TASK GOAL: Whenever a line below mentions the word "stained", that line should be copied.

DATA SUPPLIED:

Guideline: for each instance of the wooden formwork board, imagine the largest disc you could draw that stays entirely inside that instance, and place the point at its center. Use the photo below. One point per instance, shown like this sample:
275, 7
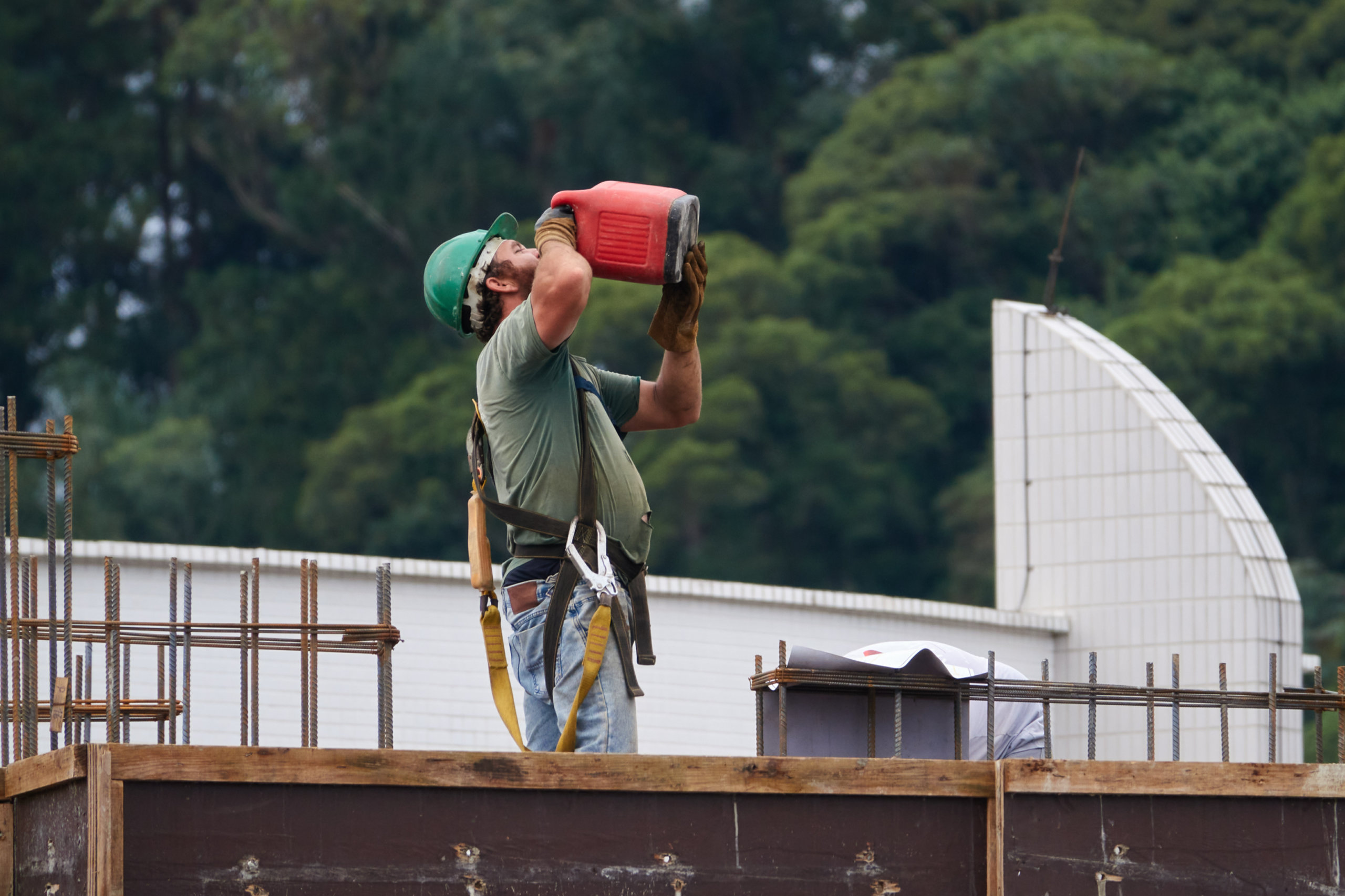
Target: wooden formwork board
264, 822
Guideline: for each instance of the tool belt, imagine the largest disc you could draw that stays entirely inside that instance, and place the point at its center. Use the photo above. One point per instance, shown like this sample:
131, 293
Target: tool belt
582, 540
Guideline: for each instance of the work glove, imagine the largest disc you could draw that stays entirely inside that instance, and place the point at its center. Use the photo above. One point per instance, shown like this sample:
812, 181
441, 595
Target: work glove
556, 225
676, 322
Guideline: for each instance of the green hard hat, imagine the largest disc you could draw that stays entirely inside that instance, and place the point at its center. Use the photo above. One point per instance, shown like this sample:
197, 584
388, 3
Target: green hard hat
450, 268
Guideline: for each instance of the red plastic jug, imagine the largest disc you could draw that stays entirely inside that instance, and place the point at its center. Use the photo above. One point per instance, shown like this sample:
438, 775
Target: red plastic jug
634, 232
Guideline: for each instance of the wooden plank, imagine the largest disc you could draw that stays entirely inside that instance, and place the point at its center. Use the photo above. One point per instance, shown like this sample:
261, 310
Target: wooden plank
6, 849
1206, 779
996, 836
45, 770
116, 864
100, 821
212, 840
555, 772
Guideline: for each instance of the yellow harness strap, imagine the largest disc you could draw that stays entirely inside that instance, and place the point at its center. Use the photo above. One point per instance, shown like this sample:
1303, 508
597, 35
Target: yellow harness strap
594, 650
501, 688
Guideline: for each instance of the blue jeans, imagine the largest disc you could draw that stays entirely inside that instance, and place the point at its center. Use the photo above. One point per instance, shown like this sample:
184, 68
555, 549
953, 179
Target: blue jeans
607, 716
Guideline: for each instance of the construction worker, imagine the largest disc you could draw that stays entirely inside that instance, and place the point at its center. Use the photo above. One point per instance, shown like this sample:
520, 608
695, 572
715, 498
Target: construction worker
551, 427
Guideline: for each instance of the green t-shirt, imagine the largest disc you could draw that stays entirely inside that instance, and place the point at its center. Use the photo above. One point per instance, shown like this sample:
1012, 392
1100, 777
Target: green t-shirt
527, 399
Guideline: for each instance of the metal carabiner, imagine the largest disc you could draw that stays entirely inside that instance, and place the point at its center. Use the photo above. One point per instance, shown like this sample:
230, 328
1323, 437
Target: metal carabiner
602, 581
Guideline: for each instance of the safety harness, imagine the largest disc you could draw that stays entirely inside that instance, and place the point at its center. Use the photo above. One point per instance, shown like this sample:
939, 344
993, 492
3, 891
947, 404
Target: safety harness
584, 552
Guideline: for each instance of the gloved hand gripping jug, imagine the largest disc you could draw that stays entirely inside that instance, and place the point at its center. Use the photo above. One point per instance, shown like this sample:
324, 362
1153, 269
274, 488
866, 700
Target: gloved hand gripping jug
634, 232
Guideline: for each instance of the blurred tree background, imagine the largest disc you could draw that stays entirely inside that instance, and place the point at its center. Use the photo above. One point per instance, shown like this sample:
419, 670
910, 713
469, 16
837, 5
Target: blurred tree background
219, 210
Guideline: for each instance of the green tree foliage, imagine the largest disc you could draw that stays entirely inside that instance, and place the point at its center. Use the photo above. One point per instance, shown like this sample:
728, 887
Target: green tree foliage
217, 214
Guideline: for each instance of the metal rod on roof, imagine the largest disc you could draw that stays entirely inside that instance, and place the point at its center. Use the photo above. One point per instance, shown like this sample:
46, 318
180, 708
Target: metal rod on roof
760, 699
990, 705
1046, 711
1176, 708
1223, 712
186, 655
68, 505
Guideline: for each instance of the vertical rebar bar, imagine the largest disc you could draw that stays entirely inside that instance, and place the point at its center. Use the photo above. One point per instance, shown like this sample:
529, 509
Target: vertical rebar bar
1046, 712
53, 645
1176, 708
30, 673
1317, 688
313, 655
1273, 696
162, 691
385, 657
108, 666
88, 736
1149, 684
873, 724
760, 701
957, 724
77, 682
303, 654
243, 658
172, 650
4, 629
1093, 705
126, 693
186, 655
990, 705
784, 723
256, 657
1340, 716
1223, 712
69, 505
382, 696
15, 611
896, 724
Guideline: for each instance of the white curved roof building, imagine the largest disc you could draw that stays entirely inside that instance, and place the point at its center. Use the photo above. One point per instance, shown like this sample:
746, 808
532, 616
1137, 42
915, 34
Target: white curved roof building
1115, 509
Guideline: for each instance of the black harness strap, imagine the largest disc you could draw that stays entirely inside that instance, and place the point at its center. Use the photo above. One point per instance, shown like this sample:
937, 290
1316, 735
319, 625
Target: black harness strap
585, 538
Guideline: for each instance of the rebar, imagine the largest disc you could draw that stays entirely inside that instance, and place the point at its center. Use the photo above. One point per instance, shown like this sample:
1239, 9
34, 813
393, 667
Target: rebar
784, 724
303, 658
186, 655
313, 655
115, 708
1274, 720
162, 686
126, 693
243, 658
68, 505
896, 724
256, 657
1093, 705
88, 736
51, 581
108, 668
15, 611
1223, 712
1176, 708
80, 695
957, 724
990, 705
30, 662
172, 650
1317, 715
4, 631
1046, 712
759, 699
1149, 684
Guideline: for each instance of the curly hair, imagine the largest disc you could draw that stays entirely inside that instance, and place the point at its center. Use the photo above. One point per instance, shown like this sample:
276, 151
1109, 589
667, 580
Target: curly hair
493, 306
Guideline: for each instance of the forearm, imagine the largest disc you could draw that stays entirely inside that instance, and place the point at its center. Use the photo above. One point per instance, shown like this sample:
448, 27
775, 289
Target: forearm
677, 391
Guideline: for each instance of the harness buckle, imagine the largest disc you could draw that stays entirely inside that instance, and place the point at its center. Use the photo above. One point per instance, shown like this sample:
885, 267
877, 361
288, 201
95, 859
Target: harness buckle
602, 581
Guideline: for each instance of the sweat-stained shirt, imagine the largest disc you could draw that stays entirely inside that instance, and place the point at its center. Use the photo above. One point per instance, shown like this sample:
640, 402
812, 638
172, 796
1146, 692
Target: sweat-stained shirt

EXERCISE RESPONSE:
Guideline: for each instance of the sweat-stained shirt, imagine the largest disc you could draw that stays entirely inside that instance, and place the point at its center. Use the photo above. One point per instance, shown like this sample:
Target: sweat-stained shirt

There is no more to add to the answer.